* START Given records *

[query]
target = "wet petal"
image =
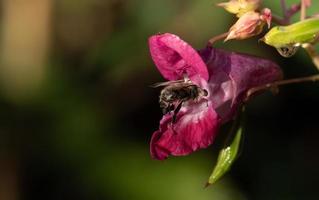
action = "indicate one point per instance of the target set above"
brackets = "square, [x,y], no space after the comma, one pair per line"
[196,128]
[173,57]
[232,74]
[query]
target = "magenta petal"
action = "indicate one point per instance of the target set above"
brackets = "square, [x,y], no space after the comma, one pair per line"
[232,74]
[174,57]
[195,128]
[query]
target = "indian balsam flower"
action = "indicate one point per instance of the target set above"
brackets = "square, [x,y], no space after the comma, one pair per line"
[249,25]
[225,76]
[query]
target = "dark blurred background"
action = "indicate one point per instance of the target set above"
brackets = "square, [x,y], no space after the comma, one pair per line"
[77,112]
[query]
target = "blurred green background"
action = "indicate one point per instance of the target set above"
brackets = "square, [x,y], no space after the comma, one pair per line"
[77,112]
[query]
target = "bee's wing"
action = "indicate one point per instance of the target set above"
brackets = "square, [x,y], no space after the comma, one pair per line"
[162,84]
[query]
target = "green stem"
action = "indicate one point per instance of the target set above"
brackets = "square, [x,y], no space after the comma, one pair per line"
[275,84]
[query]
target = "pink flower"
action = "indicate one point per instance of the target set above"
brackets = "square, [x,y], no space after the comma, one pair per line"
[226,76]
[249,24]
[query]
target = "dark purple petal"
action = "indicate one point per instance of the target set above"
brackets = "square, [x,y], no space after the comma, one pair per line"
[173,57]
[232,74]
[196,128]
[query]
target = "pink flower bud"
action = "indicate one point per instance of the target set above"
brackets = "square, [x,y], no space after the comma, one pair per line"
[249,25]
[240,7]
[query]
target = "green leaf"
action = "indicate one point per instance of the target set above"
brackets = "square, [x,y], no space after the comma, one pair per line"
[287,39]
[301,32]
[226,158]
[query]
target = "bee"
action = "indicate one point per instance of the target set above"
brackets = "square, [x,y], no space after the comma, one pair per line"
[175,93]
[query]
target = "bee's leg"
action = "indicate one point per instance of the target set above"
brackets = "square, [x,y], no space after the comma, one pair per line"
[177,109]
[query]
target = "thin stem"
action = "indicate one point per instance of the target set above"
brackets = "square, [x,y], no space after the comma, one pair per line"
[275,84]
[312,53]
[216,38]
[303,10]
[284,7]
[288,13]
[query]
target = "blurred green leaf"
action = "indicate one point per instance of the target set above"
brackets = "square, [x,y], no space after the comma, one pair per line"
[226,158]
[286,39]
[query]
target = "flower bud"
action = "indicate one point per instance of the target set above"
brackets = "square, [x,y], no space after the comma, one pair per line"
[240,7]
[249,25]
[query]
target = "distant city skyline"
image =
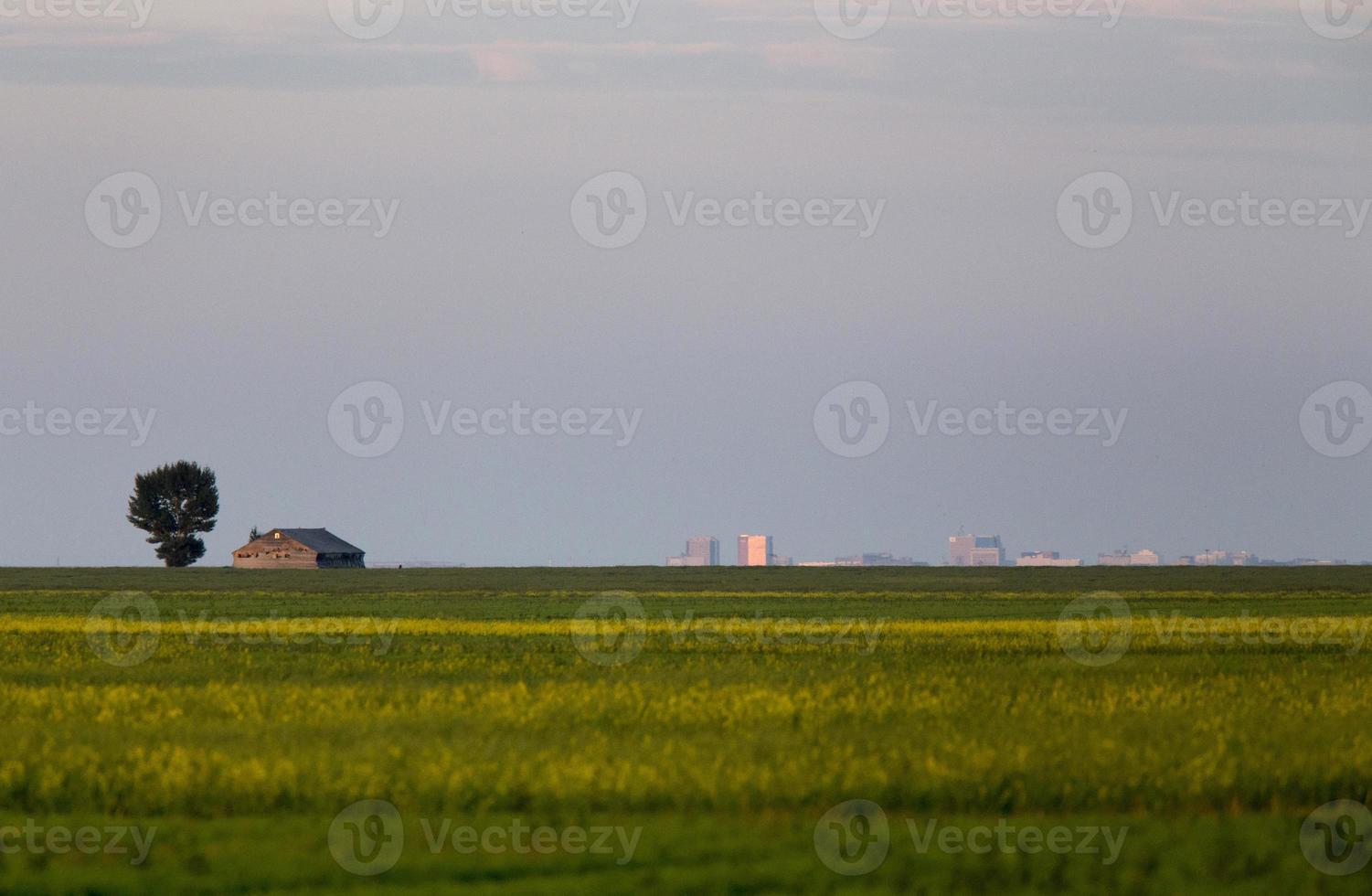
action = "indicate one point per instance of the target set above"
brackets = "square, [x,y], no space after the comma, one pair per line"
[972,550]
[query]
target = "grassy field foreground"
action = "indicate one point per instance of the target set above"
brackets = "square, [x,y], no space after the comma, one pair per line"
[527,734]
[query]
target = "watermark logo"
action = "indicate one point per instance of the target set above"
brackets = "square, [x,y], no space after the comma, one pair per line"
[133,11]
[1336,419]
[117,840]
[1336,837]
[610,629]
[122,629]
[368,837]
[852,419]
[1109,11]
[367,19]
[1097,210]
[854,837]
[611,210]
[1095,629]
[84,421]
[123,210]
[852,19]
[1336,19]
[368,419]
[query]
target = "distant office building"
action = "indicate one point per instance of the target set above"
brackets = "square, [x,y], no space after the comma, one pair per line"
[1046,559]
[701,550]
[704,548]
[884,559]
[1226,559]
[1130,559]
[755,550]
[974,550]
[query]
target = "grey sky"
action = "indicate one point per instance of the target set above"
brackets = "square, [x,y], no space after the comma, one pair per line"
[484,293]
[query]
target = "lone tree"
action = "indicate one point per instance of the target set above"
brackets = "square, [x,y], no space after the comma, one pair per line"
[173,504]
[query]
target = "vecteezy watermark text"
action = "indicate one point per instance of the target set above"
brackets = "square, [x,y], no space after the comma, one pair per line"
[125,211]
[1100,629]
[112,840]
[1097,211]
[368,420]
[612,629]
[612,210]
[854,838]
[854,420]
[128,629]
[87,421]
[368,838]
[371,19]
[856,19]
[133,11]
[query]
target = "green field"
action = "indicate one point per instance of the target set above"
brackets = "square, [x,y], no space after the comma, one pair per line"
[685,731]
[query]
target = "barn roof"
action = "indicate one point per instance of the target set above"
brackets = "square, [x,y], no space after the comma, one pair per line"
[320,541]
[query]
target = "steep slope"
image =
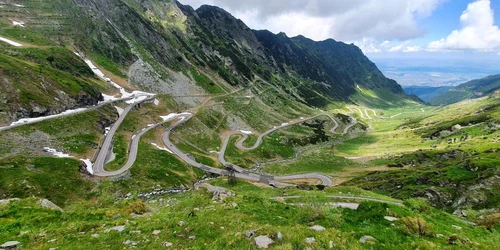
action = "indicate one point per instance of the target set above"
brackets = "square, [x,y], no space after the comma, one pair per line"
[468,90]
[156,45]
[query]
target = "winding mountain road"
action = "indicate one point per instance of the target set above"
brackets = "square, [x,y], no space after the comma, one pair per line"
[239,172]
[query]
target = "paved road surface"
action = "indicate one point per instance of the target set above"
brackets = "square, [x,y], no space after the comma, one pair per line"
[39,119]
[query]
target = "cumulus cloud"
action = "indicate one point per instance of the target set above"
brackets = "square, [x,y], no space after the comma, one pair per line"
[370,45]
[478,31]
[339,19]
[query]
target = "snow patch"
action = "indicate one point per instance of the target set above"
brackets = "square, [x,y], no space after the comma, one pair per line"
[162,148]
[137,99]
[106,130]
[15,23]
[88,165]
[123,92]
[119,110]
[108,98]
[174,115]
[36,119]
[54,152]
[3,39]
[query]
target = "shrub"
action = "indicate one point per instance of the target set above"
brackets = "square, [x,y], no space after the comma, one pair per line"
[417,226]
[418,204]
[137,207]
[490,221]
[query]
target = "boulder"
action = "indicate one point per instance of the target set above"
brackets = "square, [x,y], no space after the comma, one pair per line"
[390,218]
[250,233]
[117,229]
[10,244]
[279,236]
[7,201]
[219,193]
[367,239]
[317,228]
[263,241]
[456,127]
[49,204]
[167,244]
[310,240]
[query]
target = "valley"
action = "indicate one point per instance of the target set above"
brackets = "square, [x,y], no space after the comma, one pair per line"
[152,125]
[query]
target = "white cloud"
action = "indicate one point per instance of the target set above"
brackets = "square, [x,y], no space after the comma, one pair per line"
[370,45]
[478,31]
[339,19]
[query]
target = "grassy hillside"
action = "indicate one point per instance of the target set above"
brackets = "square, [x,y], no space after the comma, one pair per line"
[471,89]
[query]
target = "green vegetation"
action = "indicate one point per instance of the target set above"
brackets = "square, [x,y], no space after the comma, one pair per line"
[252,211]
[56,179]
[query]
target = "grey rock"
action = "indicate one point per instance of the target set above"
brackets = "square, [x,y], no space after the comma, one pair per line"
[49,204]
[310,240]
[279,236]
[263,241]
[167,244]
[10,244]
[7,201]
[250,233]
[317,228]
[390,218]
[117,228]
[367,239]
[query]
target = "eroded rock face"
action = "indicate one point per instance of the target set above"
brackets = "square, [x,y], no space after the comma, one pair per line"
[219,193]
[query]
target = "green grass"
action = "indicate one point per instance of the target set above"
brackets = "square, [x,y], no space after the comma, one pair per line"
[321,161]
[253,211]
[56,179]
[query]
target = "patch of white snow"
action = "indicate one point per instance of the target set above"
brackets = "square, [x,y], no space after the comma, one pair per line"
[89,165]
[3,39]
[54,152]
[119,110]
[161,148]
[15,23]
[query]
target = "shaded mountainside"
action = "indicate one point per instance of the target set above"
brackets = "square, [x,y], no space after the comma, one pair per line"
[155,44]
[472,89]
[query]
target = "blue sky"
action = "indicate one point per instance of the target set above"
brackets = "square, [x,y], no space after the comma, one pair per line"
[376,26]
[447,18]
[416,42]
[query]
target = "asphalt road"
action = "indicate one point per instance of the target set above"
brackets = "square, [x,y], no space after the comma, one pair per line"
[58,116]
[104,150]
[239,172]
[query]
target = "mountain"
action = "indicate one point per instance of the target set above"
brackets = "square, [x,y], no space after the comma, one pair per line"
[425,92]
[152,44]
[472,89]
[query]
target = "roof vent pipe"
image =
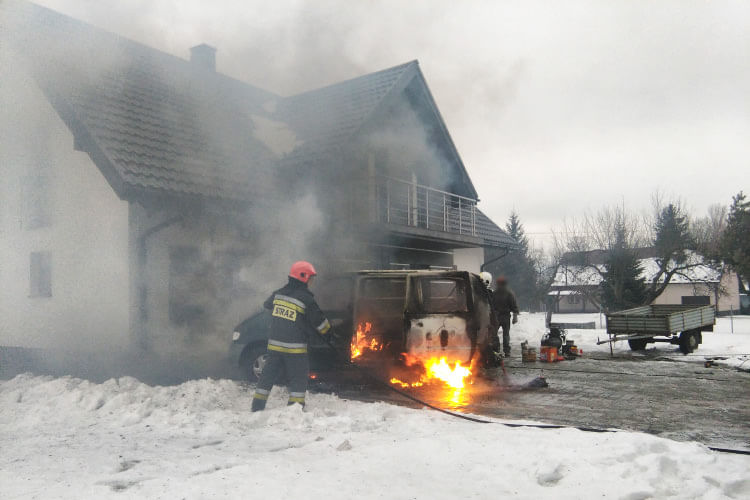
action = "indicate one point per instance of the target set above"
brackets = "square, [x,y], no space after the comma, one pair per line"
[203,56]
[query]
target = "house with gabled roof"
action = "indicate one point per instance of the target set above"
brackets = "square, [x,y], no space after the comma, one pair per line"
[155,199]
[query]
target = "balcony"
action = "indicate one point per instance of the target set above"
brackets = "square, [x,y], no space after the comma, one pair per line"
[409,204]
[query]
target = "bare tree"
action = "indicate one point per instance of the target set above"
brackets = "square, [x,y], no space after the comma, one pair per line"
[582,246]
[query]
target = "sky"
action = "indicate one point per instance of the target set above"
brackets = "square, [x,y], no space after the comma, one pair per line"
[556,108]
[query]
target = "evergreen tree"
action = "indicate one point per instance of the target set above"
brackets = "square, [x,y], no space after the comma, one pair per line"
[515,230]
[735,243]
[623,285]
[673,237]
[672,243]
[519,266]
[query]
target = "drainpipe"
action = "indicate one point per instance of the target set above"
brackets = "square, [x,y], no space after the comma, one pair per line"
[142,249]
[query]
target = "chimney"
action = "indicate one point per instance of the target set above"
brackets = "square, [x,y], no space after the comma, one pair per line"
[203,56]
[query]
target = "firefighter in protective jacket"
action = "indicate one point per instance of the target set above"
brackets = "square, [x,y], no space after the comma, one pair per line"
[294,313]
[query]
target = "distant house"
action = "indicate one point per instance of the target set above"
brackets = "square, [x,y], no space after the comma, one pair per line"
[155,200]
[577,284]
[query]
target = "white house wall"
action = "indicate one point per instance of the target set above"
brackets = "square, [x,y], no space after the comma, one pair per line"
[86,236]
[468,259]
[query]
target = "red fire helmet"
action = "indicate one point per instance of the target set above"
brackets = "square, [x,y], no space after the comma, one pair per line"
[302,270]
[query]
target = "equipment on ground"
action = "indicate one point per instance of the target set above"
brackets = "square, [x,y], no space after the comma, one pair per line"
[556,347]
[675,324]
[486,279]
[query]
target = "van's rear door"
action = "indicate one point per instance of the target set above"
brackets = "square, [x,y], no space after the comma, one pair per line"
[436,316]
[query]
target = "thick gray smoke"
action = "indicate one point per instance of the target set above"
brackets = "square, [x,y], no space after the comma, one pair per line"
[97,286]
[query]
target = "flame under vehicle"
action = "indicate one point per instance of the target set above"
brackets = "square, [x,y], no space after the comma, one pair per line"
[396,322]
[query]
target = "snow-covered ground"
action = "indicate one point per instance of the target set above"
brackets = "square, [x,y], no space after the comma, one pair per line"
[69,438]
[735,347]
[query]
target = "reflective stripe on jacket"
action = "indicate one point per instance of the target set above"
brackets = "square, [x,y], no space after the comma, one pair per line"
[294,313]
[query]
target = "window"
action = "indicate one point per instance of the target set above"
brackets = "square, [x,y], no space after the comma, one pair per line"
[187,287]
[574,298]
[40,274]
[35,199]
[443,295]
[380,297]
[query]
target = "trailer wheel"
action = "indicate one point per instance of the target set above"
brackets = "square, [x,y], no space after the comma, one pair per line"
[689,341]
[638,344]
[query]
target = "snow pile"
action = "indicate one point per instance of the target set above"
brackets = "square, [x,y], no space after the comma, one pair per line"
[69,438]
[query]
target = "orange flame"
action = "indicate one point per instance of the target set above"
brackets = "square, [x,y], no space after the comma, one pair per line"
[361,341]
[437,369]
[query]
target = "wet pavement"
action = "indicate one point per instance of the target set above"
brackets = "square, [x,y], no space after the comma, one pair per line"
[673,399]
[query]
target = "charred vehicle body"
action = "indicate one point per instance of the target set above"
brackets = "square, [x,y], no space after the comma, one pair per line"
[385,318]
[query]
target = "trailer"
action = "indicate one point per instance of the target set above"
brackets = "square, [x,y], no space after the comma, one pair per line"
[677,324]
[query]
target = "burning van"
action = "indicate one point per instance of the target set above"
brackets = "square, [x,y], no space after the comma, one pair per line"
[431,318]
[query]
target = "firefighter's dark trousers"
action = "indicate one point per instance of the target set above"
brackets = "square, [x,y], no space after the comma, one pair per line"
[505,325]
[280,366]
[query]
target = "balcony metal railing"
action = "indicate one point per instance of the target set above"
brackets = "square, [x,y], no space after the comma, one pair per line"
[410,204]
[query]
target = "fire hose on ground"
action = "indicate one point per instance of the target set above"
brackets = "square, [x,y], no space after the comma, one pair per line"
[364,371]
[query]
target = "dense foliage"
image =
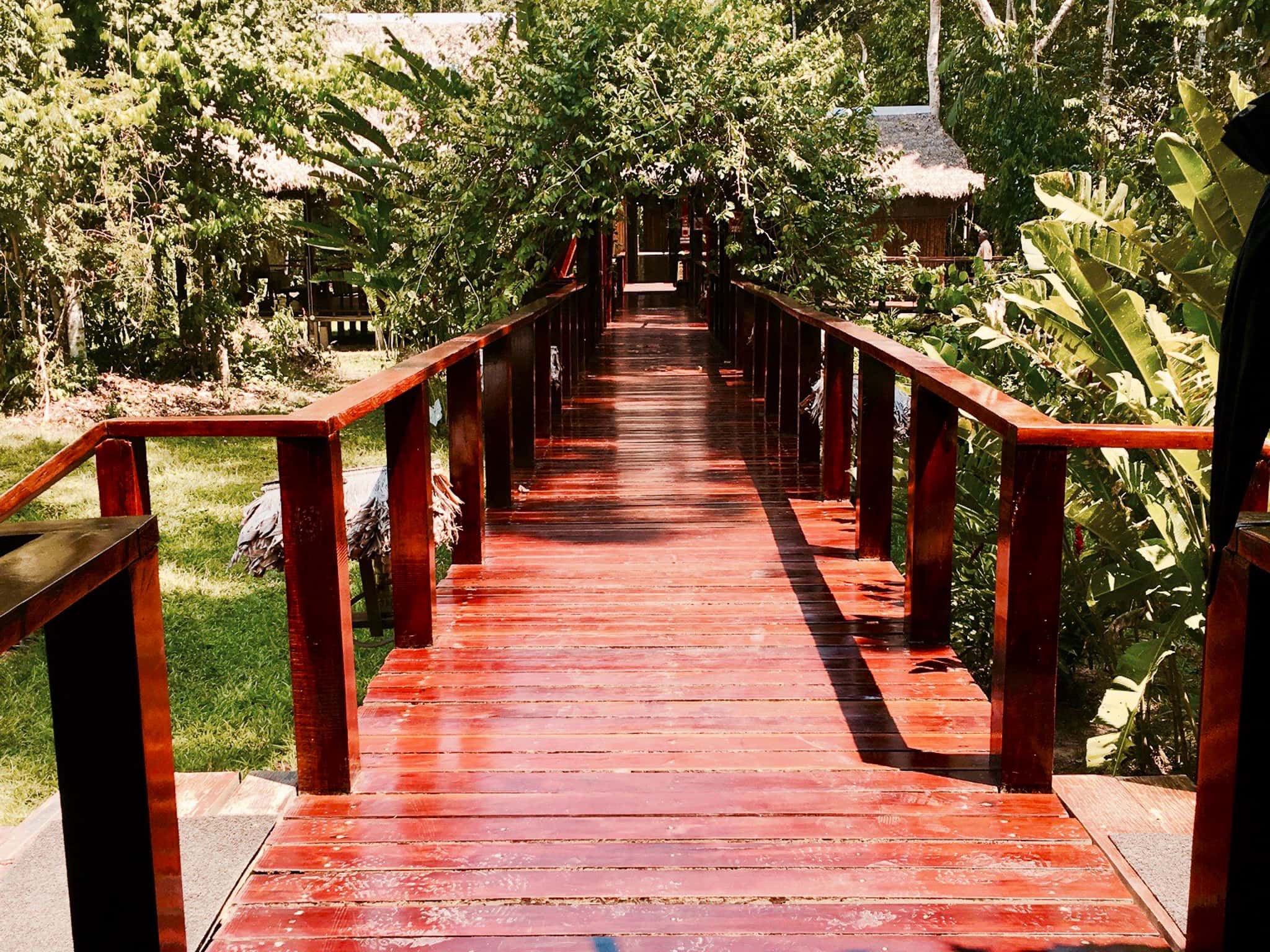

* END Given records *

• [Task instructions]: Collect every line of the records that contains the string "trailer", treating uppercase and lowercase as different.

• [Complete output]:
target = "trailer wheel"
target = "trailer"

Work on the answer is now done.